▸ **Requirement**
Copy these records word for word.

Data supplied: Begin

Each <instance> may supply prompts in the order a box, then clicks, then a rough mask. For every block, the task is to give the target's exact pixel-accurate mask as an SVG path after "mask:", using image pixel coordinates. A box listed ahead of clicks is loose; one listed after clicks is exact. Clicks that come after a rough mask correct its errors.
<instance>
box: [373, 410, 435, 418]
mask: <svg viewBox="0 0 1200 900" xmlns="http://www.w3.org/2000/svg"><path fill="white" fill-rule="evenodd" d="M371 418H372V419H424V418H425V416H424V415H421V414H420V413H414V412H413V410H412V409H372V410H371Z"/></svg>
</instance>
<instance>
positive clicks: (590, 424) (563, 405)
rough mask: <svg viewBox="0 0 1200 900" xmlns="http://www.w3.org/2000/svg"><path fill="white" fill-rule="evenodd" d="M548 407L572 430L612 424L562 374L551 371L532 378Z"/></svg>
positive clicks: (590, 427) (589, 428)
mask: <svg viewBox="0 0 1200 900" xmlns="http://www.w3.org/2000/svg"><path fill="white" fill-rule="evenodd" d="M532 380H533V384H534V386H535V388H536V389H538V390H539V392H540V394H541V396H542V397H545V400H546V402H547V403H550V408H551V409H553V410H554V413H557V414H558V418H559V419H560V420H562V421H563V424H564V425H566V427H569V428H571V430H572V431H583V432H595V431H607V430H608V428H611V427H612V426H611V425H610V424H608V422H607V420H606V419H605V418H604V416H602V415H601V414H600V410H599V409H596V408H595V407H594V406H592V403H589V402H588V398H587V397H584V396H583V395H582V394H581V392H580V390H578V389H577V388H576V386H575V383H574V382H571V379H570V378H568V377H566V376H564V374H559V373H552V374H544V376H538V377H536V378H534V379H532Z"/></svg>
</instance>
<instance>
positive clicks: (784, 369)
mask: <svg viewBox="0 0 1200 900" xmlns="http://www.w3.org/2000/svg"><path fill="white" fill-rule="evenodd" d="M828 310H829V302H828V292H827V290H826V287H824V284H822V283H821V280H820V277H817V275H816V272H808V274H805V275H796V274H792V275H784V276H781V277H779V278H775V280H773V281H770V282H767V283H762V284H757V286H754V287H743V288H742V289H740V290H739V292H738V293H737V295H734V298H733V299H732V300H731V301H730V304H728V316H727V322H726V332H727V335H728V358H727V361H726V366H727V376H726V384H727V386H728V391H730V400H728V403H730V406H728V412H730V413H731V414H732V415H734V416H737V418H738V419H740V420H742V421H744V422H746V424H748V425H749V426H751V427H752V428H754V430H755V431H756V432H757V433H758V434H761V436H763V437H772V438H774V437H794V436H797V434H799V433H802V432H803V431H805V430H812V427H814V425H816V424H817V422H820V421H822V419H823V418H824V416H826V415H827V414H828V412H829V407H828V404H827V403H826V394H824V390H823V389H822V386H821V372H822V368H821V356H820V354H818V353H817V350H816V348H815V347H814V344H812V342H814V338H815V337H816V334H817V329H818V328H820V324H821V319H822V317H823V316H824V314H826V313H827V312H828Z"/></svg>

Data supplied: End

▸ **Response**
Each <instance> may supply prompts in the order a box, then clicks, then a rough mask. For every block, the task is to give the target's exact pixel-accurate mask as an SVG path after "mask:", using image pixel coordinates. A box listed ahead of clicks is loose; one listed after clicks is exact. Clicks that come after a rough mask correct its errors.
<instance>
box: [373, 410, 435, 418]
mask: <svg viewBox="0 0 1200 900" xmlns="http://www.w3.org/2000/svg"><path fill="white" fill-rule="evenodd" d="M371 418H372V419H424V418H425V416H424V415H421V414H420V413H414V412H413V410H412V409H372V410H371Z"/></svg>
</instance>
<instance>
positive clicks: (590, 424) (563, 405)
rough mask: <svg viewBox="0 0 1200 900" xmlns="http://www.w3.org/2000/svg"><path fill="white" fill-rule="evenodd" d="M548 407L572 430L612 424L562 374L551 371L532 378Z"/></svg>
positive clicks: (590, 427) (589, 428)
mask: <svg viewBox="0 0 1200 900" xmlns="http://www.w3.org/2000/svg"><path fill="white" fill-rule="evenodd" d="M532 380H533V384H534V386H535V388H536V389H538V390H539V392H540V394H541V396H542V397H545V400H546V402H547V403H550V408H551V409H553V410H554V413H557V414H558V418H559V419H560V420H562V421H563V424H564V425H566V427H569V428H571V430H572V431H583V432H595V431H607V430H608V428H611V427H612V426H611V425H610V424H608V422H607V420H606V419H605V418H604V416H602V415H601V414H600V410H599V409H596V408H595V407H594V406H592V403H589V402H588V398H587V397H584V396H583V395H582V394H581V392H580V390H578V389H577V388H576V386H575V383H574V382H571V379H570V378H568V377H566V376H564V374H559V373H552V374H544V376H538V377H536V378H534V379H532Z"/></svg>
</instance>
<instance>
positive clicks: (784, 369)
mask: <svg viewBox="0 0 1200 900" xmlns="http://www.w3.org/2000/svg"><path fill="white" fill-rule="evenodd" d="M828 310H829V302H828V292H827V290H826V287H824V284H822V283H821V280H820V277H817V275H816V272H808V274H805V275H796V274H792V275H784V276H781V277H779V278H775V280H773V281H770V282H767V283H762V284H757V286H754V287H743V288H742V289H740V290H739V292H738V293H737V295H734V298H733V299H732V300H731V301H730V304H728V316H727V322H726V332H727V335H728V358H727V361H726V366H727V376H726V384H727V386H728V391H730V400H728V403H730V406H728V412H730V413H731V414H732V415H734V416H737V418H738V419H740V420H742V421H744V422H746V424H748V425H749V426H751V427H752V428H754V430H755V431H756V432H757V433H758V434H761V436H763V437H772V438H774V437H794V436H797V434H799V433H802V432H803V431H805V430H812V427H814V425H816V424H817V422H820V421H822V419H823V418H824V416H826V415H827V414H828V412H829V407H828V404H827V403H826V394H824V390H823V389H822V386H821V372H822V368H821V356H820V354H818V353H817V350H816V348H815V347H814V344H812V342H814V338H815V337H816V334H817V329H818V328H820V324H821V319H822V317H823V316H824V314H826V313H827V312H828Z"/></svg>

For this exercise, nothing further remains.